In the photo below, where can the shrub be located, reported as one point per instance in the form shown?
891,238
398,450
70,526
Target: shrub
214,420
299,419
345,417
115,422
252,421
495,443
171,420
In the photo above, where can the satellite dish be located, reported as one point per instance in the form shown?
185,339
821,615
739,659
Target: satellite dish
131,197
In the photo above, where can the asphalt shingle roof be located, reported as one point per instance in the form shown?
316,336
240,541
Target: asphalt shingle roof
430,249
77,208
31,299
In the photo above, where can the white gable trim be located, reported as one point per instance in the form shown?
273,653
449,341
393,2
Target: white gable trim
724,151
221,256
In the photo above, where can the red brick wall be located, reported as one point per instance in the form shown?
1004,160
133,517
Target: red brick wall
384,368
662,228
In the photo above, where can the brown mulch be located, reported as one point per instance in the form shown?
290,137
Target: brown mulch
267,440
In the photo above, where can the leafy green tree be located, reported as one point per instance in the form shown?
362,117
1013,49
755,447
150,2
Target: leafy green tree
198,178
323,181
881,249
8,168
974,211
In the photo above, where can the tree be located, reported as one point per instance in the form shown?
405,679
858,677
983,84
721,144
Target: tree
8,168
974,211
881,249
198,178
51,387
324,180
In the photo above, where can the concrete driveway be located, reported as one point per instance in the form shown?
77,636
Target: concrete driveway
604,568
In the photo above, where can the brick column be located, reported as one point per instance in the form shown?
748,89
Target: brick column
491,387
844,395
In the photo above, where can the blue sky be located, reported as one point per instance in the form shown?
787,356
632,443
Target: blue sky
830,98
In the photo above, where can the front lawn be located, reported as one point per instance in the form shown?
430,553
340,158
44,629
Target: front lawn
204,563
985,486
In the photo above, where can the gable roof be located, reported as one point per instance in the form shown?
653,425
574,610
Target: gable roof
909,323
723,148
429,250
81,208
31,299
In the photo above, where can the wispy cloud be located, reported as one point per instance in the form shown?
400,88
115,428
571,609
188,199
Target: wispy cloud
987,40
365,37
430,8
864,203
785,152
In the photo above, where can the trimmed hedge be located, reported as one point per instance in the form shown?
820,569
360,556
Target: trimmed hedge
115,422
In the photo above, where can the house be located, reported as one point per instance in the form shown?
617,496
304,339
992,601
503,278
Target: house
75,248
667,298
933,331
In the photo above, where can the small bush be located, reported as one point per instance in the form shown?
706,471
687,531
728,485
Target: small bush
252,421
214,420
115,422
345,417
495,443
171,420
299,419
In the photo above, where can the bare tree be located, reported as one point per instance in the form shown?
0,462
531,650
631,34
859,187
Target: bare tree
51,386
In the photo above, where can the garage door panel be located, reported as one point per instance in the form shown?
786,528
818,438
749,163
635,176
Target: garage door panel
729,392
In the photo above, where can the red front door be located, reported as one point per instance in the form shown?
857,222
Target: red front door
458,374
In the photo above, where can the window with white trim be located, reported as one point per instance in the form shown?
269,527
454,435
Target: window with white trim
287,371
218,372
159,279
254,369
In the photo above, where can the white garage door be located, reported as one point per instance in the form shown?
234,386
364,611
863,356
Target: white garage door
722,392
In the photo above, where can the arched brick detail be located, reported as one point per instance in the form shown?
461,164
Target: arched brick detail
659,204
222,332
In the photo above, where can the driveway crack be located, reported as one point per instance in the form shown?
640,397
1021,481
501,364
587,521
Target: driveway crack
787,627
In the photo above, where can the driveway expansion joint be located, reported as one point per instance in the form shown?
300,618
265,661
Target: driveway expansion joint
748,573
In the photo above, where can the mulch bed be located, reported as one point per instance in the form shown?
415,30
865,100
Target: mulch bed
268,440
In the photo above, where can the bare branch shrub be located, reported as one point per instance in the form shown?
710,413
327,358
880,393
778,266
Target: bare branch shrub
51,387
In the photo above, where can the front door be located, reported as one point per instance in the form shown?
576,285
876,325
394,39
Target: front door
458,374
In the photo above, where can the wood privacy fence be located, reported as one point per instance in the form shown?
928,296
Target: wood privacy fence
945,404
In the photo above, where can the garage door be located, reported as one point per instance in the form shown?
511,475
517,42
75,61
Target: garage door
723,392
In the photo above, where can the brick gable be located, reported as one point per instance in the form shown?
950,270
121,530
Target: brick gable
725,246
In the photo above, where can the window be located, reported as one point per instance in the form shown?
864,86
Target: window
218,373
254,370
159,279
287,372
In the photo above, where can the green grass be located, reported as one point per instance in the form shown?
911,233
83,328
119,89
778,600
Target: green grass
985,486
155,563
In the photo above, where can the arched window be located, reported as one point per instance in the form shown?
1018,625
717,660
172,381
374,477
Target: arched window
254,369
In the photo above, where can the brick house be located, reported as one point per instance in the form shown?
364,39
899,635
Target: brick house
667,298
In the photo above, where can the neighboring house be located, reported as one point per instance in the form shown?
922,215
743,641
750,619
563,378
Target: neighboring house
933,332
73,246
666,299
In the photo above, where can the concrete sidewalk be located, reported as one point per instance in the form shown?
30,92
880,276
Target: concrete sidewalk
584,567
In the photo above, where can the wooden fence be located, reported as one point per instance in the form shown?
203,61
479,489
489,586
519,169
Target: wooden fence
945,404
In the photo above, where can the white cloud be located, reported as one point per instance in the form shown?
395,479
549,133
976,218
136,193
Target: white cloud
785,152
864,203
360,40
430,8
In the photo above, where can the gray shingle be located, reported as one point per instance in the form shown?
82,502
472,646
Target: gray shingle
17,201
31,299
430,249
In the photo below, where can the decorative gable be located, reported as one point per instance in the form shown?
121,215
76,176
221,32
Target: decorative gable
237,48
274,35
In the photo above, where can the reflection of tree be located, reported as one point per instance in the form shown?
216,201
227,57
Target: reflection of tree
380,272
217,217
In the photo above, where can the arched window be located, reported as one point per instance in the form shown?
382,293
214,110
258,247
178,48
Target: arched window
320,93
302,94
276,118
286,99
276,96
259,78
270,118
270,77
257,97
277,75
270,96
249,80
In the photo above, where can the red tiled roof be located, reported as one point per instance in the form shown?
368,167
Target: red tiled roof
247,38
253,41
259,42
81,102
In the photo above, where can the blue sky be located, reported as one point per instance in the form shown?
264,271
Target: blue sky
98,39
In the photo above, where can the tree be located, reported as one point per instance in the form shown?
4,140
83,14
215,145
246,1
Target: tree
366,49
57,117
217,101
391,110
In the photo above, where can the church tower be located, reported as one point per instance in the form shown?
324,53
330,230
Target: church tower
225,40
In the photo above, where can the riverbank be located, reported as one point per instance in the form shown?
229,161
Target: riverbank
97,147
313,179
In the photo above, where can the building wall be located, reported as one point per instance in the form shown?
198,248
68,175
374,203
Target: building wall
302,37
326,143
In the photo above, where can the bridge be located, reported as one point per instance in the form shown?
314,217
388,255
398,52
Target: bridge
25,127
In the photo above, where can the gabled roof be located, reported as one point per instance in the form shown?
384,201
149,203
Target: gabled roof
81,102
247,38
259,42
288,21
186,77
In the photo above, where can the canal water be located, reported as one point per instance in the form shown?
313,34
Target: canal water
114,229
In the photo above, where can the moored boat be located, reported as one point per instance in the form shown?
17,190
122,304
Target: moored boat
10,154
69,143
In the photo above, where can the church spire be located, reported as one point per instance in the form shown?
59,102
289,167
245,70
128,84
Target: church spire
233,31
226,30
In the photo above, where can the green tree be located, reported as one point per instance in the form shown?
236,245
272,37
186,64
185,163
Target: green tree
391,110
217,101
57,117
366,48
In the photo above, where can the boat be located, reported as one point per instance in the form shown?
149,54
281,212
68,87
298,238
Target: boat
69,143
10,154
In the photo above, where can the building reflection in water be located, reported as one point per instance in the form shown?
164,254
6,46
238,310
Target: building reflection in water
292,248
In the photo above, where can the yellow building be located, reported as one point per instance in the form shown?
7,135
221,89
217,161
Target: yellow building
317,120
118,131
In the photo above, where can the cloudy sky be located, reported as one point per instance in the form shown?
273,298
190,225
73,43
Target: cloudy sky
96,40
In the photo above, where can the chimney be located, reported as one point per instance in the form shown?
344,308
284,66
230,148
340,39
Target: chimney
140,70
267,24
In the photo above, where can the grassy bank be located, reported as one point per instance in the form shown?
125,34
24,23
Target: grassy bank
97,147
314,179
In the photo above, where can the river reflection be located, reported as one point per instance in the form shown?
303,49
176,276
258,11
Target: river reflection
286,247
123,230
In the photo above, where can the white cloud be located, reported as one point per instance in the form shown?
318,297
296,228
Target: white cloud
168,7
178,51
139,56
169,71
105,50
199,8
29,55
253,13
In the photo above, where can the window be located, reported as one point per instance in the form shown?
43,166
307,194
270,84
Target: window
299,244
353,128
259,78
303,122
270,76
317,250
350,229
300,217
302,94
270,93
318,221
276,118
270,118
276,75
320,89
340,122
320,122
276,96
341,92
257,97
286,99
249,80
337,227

WHAT YOU SHOULD DO = Note down each line above where the word "below" occurs.

THE COMPLETED TASK =
In the photo below, where can the shrub be located, reported as one point per instance in the form shown?
In the photo below, where can the decorative gable be located, reported as one point per instance in the form shown?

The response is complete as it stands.